* _WORK TO COMPLETE_:
Copy every line word for word, from the very first line of the rows down to and including the line with "xmin=718 ymin=366 xmax=760 ymax=408".

[Records]

::::

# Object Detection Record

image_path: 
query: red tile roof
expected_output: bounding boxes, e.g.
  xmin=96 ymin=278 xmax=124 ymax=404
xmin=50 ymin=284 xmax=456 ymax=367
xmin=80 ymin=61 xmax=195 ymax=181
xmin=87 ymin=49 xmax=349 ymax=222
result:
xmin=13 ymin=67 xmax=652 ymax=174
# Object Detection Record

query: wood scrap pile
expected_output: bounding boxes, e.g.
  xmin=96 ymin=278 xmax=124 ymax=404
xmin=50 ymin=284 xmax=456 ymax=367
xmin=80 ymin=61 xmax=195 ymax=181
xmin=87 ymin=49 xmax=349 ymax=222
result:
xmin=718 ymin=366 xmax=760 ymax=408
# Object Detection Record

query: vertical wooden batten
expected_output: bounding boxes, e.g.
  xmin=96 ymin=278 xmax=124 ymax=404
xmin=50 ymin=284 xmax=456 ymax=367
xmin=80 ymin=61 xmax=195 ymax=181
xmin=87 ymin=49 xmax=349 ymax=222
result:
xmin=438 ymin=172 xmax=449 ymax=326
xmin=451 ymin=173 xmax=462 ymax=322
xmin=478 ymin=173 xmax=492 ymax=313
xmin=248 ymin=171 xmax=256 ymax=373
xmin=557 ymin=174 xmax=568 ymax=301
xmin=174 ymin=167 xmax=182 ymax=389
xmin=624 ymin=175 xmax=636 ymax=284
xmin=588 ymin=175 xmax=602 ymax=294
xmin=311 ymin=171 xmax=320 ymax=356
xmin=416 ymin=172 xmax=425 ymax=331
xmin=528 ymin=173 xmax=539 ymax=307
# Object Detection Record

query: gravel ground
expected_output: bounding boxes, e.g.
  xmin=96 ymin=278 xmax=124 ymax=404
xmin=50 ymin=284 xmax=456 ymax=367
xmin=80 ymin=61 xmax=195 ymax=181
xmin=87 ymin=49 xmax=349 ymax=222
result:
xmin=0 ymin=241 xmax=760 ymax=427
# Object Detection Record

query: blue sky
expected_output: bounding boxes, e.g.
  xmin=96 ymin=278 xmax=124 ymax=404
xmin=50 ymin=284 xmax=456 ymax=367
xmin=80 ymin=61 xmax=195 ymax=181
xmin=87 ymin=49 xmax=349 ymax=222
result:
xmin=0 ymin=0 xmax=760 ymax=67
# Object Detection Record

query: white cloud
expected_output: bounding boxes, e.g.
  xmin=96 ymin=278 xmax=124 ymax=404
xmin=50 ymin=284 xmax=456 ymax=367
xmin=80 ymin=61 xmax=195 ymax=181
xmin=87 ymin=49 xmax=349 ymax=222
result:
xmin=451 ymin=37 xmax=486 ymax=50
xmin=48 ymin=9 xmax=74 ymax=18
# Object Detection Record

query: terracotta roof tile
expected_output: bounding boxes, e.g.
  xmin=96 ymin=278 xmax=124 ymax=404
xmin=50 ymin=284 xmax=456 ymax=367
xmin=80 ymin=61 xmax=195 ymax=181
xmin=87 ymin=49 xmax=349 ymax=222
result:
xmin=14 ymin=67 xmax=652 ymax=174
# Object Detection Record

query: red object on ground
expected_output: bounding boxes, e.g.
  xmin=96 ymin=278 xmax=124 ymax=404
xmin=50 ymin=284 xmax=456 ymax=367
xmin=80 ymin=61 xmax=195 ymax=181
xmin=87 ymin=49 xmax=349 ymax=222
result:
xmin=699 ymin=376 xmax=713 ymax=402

::::

* _FULL RESPONSE_:
# Object Detection Record

image_path: 
query: red tile roof
expected_output: bounding boxes, e.g.
  xmin=96 ymin=278 xmax=124 ymax=404
xmin=50 ymin=284 xmax=456 ymax=367
xmin=80 ymin=61 xmax=195 ymax=181
xmin=87 ymin=49 xmax=349 ymax=222
result:
xmin=13 ymin=67 xmax=652 ymax=174
# Object Detection Record

query: wood scrap pile
expected_output: bounding boxes, e.g.
  xmin=96 ymin=278 xmax=124 ymax=404
xmin=50 ymin=284 xmax=456 ymax=367
xmin=80 ymin=61 xmax=195 ymax=181
xmin=87 ymin=49 xmax=349 ymax=222
result:
xmin=718 ymin=366 xmax=760 ymax=408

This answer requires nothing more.